→ Required work
Reproduce all of the data exactly.

Location identification items:
==*==
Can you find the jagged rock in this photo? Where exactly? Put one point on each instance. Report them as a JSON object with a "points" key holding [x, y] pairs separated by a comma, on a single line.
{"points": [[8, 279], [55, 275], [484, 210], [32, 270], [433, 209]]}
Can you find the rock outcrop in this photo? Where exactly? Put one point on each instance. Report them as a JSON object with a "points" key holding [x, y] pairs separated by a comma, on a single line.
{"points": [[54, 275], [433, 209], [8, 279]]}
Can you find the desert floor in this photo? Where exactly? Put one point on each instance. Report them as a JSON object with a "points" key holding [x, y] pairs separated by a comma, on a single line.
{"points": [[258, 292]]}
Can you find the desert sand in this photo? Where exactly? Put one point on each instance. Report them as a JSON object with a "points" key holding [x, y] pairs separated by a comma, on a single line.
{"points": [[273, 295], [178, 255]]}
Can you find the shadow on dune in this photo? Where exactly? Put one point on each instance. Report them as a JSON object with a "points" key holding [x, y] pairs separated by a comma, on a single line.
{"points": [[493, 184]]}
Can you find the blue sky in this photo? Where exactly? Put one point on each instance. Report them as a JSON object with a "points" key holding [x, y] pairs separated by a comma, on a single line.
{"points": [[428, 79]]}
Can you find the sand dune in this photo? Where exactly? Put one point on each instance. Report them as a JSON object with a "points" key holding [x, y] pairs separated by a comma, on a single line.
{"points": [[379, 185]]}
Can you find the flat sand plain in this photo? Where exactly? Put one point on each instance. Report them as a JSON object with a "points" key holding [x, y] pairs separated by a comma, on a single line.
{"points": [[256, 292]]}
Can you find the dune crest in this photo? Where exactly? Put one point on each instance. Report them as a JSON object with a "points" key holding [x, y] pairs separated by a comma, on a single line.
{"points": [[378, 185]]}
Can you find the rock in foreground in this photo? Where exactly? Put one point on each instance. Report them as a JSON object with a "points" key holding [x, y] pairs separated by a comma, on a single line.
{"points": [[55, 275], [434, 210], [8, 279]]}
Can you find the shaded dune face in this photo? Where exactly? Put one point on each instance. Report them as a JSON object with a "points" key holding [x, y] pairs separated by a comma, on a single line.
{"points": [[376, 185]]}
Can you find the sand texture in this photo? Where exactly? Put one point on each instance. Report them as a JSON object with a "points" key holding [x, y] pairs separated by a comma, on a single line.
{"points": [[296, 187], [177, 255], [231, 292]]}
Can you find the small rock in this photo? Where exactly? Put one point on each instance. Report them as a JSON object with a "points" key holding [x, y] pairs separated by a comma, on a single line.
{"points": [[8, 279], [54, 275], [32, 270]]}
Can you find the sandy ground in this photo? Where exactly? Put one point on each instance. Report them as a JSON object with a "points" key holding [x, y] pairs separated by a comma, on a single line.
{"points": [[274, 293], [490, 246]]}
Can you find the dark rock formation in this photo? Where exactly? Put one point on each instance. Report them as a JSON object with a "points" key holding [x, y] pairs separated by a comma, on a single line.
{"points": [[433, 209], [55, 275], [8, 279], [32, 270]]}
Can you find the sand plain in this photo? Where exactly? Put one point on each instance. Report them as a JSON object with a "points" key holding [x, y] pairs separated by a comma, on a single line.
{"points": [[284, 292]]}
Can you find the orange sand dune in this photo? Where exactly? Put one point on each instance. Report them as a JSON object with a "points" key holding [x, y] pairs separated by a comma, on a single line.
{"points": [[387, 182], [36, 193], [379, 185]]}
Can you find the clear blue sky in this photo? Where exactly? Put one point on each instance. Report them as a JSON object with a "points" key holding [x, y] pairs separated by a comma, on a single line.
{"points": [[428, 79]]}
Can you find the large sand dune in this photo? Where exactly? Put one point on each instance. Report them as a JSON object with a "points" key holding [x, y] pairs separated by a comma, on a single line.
==*==
→ Full answer
Can you find the jagged rock in this photo? Where exactly? Put one point on each instance. Report them as a JSON object with a "points" key holding [x, y] pairs separated by a comma, on a single line.
{"points": [[8, 279], [55, 275], [484, 210], [32, 270], [433, 209]]}
Can you find the rock outcrop in this photo? Where exactly? Put one point on each instance. Report them as a JSON object with a "points" key holding [x, y] pairs separated by a comma, on a single line.
{"points": [[54, 275], [433, 209], [8, 279]]}
Can you find the desert floor in this photo? Where exactly? Put one point on each instance. Report them as a JSON object with a "points" key holding [x, y] pairs separated by a comma, on a single line.
{"points": [[258, 292]]}
Can you find the desert sand in this photo? Where exactly? Put one point on each instance. Report them as a JSON object with a "points" key holding [x, y] pairs separated by a comma, on a single line.
{"points": [[273, 295], [178, 255]]}
Can you find the shadow on dune in this photo? Where exactly? Put one point on each instance. Report them as a JSON object with a "points" key holding [x, y] pairs separated by a comma, on a single line.
{"points": [[493, 184]]}
Can you find the blue sky in this photo? Where exactly? Put one point on each instance. Report them as a JSON object with a "points" key holding [x, y] pairs separated by a comma, on a single line.
{"points": [[428, 79]]}
Can you find the sand dune in this photo? Where exactly? Put one point on each instance. Report them as a JSON object with a "points" key holding [x, y] pairs separated by a comma, on a single line.
{"points": [[379, 185]]}
Can you find the flat sand plain in this photo? Where exactly? Put one point on each instance. Report them as a JSON object with a "points" key holding [x, y] pairs separated by a comma, on a single line.
{"points": [[256, 292]]}
Can you find the dune crest in this photo? Where exactly? Put one point on each instance. Report them as a JSON object with a "points" key holding [x, y] pairs separated by a comma, on a single line.
{"points": [[378, 185]]}
Can you find the rock in foreground in this photo? Where exactly? Put one point on each instance. Report them as a JSON object with a "points" key holding [x, y] pairs separated by a comma, on a single line.
{"points": [[55, 275], [434, 210], [8, 279]]}
Can you find the shaded dune face in this photo? Where exactly? Put one point on each instance. Report them as a JSON object with a "points" key holding [x, y] pairs separated by a comma, on a single line.
{"points": [[376, 185]]}
Can you find the sand texture in this photo? Where exactly? Put one point on each instance. Report them as a JSON object with a "points" key holding [x, y] pairs separated by a comma, on a single line.
{"points": [[296, 187], [177, 255], [231, 292]]}
Can you find the small rock in this photo? Where exactly? Put one point on each instance. Report them as a JSON object with a "points" key holding [x, y] pairs separated by a comma, on a single line.
{"points": [[8, 279], [54, 275], [32, 270]]}
Can you find the sandy ground in this photo? Where exactly? Put one point on each instance. Report them as a JSON object with a "points" key holding [x, y] pairs separated by a comma, on a single line.
{"points": [[274, 293], [490, 246]]}
Can you find the dark rock formation in this photo? Where exactly? Put one point on each instance. Report them as a JSON object with a "points" key holding [x, y] pairs separated by a comma, on a single line.
{"points": [[433, 209], [55, 275], [8, 279], [32, 270]]}
Can you find the sand plain in this photo? Where exactly? Put one point on each instance. Report them as a JSON object with a "points" key holding [x, y] pairs separated by a comma, on a single line.
{"points": [[284, 292]]}
Can you find the orange sand dune in this photo? Where exactly? Put one point on each instance. Report them as a JSON object with a "points" key holding [x, y] pairs separated by a comma, on a single line.
{"points": [[387, 182], [36, 193], [379, 185]]}
Can you find the clear blue sky in this photo? Where exactly? Put one point on each instance. Report them as a JSON object with a "points" key holding [x, y] pairs separated by a comma, on a single line.
{"points": [[428, 79]]}
Can you find the large sand dune in this photo? Where exactly? Put one point on each instance. Report them as a JSON object with a "points" key holding [x, y] pairs separated by a comma, on a single line.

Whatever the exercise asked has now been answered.